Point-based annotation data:
++++

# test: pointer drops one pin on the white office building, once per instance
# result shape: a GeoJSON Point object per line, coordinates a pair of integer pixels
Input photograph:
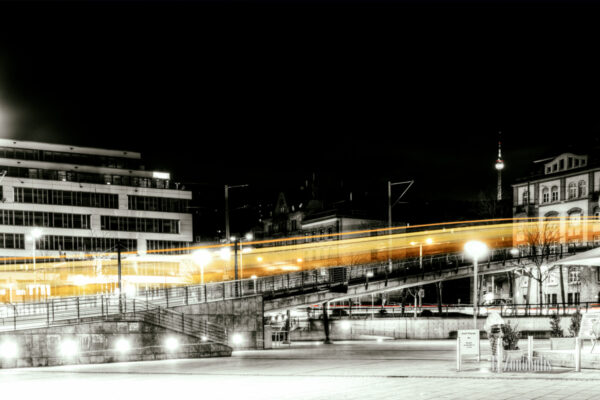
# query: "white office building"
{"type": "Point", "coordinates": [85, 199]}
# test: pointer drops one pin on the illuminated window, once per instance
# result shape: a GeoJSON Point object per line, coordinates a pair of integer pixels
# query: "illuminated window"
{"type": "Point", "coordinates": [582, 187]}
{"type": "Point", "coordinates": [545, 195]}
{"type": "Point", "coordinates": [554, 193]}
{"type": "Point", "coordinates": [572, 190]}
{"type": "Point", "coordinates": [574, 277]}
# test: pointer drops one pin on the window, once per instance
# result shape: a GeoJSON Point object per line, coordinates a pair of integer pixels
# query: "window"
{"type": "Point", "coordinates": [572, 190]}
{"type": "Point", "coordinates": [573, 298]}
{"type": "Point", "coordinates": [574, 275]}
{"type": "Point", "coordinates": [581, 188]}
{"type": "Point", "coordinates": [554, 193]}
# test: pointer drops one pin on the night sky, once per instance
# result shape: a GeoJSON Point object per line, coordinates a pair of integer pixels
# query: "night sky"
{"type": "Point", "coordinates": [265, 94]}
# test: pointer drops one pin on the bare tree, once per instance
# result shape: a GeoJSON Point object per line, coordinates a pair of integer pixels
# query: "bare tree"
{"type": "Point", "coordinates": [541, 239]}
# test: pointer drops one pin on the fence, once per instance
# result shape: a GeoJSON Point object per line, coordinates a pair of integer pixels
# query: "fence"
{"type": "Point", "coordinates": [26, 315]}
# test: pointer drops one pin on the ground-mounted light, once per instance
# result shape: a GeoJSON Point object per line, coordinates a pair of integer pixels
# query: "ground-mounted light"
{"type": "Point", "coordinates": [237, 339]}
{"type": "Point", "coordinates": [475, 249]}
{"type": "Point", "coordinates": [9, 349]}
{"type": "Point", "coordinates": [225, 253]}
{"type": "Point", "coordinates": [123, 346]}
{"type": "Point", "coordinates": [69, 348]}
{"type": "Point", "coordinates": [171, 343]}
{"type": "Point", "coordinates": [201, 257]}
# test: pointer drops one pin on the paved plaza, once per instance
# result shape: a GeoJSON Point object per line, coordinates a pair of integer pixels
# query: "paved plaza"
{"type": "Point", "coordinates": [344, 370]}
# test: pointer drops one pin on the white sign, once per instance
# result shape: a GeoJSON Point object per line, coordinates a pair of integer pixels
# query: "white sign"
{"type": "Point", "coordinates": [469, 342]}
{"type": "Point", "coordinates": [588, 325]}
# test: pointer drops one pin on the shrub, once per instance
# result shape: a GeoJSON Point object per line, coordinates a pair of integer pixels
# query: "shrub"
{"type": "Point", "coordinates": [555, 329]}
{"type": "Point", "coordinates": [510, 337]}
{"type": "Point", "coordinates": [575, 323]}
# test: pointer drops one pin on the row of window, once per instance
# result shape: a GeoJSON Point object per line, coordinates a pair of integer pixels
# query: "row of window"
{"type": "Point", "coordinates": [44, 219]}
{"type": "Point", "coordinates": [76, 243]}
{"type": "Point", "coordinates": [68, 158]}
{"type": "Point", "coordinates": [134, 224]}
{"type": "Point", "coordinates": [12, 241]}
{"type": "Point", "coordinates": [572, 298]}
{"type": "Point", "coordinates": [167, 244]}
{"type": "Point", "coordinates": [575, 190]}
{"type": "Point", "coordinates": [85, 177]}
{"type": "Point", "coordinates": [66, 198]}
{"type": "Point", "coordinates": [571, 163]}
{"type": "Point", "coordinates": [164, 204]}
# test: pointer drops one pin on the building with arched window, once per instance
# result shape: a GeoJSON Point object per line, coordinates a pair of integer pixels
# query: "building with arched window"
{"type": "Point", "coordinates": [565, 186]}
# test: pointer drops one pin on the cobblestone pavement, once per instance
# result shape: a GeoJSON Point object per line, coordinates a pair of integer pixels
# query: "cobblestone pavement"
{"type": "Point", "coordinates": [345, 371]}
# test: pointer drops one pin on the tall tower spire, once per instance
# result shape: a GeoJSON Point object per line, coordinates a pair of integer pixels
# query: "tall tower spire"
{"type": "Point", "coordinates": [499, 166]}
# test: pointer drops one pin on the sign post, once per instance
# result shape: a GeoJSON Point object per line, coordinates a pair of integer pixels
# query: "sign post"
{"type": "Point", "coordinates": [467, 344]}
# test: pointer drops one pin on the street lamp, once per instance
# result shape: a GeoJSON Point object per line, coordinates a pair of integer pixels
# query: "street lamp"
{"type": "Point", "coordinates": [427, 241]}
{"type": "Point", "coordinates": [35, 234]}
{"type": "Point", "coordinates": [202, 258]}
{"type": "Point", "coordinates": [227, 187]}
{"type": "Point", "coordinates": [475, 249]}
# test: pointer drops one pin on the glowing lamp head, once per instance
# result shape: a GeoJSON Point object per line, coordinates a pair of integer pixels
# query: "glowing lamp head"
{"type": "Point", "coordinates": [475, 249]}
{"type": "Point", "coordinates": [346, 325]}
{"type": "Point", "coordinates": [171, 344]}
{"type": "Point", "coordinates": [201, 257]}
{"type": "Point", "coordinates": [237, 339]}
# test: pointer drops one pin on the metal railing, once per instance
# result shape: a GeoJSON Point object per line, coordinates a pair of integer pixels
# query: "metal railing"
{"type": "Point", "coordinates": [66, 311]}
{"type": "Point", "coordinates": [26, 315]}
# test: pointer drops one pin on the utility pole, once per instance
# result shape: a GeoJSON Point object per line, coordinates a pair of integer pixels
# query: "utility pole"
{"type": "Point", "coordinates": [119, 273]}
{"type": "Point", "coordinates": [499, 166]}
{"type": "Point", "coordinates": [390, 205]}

++++

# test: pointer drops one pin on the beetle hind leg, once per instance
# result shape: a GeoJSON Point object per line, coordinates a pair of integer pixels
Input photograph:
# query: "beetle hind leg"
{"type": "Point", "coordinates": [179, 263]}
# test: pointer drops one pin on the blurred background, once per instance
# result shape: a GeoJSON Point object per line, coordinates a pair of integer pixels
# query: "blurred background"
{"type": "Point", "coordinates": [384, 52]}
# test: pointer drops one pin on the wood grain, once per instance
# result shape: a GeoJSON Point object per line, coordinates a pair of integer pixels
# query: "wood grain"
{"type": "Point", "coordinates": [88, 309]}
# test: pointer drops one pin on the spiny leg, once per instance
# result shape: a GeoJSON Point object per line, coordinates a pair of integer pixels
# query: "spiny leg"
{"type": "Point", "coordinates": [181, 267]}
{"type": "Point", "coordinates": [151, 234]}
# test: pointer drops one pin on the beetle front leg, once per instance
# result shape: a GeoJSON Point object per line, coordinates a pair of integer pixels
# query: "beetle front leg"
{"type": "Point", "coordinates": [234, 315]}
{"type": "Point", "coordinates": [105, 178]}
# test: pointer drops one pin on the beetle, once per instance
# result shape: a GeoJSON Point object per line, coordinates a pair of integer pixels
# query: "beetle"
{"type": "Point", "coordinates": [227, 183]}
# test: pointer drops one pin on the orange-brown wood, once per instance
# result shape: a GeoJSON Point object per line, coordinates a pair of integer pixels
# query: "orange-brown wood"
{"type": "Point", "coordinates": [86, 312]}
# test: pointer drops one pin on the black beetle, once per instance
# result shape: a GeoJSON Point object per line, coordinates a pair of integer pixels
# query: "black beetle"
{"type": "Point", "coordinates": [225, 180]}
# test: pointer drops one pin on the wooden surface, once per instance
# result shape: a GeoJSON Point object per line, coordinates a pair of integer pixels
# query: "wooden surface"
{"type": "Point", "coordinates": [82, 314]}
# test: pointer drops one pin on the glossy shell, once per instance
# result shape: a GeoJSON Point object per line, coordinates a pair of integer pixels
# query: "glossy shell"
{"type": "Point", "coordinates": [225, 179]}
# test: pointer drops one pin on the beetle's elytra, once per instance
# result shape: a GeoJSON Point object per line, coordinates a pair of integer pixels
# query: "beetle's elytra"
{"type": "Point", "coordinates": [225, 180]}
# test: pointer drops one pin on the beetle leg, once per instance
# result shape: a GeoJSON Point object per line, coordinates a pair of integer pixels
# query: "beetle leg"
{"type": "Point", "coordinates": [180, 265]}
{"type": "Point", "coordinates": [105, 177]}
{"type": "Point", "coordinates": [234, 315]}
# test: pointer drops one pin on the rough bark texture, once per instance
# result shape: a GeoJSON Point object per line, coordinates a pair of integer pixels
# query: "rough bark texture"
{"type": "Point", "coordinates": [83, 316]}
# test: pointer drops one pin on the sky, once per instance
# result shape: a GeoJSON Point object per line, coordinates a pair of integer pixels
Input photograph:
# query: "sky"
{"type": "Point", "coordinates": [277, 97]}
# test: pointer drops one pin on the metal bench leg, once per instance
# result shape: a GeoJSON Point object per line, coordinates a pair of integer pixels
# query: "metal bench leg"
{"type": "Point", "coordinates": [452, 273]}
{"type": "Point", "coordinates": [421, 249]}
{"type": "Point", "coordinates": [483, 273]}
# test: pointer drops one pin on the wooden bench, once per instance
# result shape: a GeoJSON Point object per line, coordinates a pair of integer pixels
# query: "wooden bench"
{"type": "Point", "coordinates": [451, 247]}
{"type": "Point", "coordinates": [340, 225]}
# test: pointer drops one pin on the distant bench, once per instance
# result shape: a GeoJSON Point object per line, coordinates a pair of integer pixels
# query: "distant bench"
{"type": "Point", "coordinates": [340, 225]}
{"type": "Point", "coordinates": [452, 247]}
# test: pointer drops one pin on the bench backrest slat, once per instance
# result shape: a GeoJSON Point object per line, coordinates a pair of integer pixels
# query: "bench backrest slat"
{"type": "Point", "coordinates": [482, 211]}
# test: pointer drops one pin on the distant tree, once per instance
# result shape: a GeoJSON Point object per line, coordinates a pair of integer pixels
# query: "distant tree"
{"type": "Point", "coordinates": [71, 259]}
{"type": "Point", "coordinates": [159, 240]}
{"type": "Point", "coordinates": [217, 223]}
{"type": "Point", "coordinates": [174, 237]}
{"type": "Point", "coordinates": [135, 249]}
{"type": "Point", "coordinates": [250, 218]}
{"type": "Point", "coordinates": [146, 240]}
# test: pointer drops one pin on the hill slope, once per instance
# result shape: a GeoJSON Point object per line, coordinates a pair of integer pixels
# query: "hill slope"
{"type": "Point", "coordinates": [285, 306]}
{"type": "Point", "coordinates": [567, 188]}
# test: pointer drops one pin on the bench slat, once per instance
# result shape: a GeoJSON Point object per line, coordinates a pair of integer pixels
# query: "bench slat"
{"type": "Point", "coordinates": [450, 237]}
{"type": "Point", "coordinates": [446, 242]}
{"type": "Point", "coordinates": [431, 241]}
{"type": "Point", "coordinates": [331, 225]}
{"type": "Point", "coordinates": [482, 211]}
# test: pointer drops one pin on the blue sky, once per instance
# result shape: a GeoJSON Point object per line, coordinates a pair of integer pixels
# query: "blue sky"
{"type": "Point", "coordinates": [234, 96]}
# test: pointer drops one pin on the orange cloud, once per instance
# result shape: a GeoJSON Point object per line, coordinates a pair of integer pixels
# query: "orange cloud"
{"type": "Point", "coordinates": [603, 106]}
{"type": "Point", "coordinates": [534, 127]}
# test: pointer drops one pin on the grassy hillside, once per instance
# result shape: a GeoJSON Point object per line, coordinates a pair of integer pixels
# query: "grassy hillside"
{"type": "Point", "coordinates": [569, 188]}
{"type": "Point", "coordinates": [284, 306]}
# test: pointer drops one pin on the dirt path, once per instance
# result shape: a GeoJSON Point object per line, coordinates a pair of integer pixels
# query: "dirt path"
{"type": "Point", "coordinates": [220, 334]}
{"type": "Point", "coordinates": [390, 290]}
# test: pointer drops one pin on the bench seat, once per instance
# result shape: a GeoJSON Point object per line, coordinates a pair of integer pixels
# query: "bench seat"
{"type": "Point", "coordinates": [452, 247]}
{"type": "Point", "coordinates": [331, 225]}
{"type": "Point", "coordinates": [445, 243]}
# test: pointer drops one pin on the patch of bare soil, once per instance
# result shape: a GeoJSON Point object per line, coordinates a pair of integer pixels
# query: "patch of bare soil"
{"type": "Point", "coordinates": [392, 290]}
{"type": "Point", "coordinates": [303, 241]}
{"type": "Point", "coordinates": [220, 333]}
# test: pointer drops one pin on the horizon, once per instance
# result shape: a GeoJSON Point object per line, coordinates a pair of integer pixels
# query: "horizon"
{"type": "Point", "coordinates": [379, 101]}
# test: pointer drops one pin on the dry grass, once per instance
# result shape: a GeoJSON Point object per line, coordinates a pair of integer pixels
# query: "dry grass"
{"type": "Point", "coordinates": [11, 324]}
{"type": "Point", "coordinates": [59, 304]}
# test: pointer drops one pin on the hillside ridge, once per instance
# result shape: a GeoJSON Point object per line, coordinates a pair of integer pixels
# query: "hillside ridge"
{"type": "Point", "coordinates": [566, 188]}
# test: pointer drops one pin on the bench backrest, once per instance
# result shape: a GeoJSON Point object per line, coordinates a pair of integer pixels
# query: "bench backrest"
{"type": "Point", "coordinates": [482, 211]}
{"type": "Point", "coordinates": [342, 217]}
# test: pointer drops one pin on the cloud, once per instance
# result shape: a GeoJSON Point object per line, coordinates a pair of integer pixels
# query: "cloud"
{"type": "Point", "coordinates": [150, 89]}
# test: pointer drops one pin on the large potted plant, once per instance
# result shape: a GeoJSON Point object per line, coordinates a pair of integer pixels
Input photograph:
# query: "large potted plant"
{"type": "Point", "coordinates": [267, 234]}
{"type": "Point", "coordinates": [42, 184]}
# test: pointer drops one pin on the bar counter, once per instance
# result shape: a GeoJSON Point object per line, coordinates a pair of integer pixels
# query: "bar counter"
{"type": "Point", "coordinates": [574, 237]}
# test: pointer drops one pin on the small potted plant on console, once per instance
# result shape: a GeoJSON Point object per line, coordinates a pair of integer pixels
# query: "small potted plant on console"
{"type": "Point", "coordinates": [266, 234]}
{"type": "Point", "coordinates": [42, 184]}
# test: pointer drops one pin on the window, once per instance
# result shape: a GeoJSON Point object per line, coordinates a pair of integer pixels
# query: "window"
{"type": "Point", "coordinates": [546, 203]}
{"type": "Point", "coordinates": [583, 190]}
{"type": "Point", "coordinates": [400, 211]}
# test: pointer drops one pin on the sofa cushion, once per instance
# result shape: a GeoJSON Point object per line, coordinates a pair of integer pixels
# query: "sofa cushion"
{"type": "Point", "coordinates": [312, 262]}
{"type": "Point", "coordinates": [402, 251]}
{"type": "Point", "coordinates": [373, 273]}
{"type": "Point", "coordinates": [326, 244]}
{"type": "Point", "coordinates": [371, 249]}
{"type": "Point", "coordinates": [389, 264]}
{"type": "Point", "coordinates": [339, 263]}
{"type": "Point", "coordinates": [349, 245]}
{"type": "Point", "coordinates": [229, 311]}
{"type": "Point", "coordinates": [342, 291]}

++++

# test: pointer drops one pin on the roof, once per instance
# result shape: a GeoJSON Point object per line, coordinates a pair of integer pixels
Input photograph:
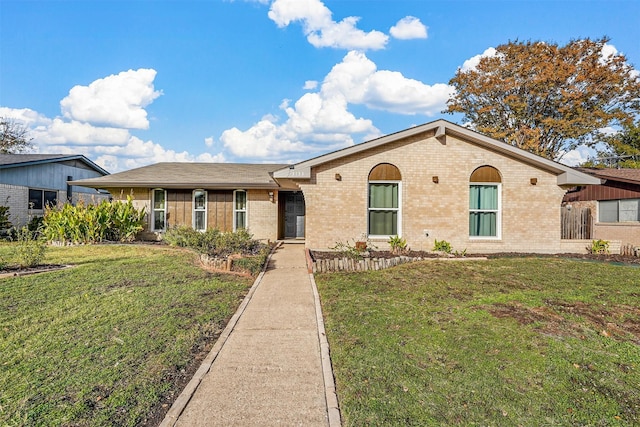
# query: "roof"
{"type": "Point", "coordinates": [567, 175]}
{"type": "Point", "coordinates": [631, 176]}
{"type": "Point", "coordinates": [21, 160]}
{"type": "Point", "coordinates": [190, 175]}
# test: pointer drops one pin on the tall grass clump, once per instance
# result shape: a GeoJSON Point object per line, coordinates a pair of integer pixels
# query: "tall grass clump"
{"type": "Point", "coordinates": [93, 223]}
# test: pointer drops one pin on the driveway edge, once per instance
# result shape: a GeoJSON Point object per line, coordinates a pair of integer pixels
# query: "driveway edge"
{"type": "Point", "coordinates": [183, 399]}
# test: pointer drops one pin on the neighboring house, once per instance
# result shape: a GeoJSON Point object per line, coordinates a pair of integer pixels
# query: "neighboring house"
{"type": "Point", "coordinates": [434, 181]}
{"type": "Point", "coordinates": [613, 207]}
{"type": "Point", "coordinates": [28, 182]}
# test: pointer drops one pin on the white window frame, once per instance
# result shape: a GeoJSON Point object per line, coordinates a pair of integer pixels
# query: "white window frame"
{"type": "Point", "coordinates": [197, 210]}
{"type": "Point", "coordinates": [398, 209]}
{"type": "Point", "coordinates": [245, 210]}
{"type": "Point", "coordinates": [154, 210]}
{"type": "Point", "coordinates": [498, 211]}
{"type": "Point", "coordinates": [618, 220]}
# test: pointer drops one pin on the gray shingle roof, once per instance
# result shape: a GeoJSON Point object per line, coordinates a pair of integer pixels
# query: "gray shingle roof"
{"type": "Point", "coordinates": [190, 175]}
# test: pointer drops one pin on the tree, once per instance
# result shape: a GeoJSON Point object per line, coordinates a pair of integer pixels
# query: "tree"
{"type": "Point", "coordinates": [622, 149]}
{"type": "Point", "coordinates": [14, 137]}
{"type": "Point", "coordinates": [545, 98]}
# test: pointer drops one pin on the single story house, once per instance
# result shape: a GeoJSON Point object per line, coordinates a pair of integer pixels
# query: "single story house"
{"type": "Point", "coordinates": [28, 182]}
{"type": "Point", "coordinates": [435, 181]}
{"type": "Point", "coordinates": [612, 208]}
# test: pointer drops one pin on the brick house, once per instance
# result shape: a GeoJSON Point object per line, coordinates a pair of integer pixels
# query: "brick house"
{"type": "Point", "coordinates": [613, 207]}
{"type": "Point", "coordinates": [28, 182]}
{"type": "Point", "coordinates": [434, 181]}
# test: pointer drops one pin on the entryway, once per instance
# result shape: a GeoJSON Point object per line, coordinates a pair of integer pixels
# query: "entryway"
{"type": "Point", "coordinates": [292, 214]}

++++

**Exercise goal**
How many lines of the entries above contain the string "hind"? Matching is case-sensitive; reply with the number alone.

**Written reply**
2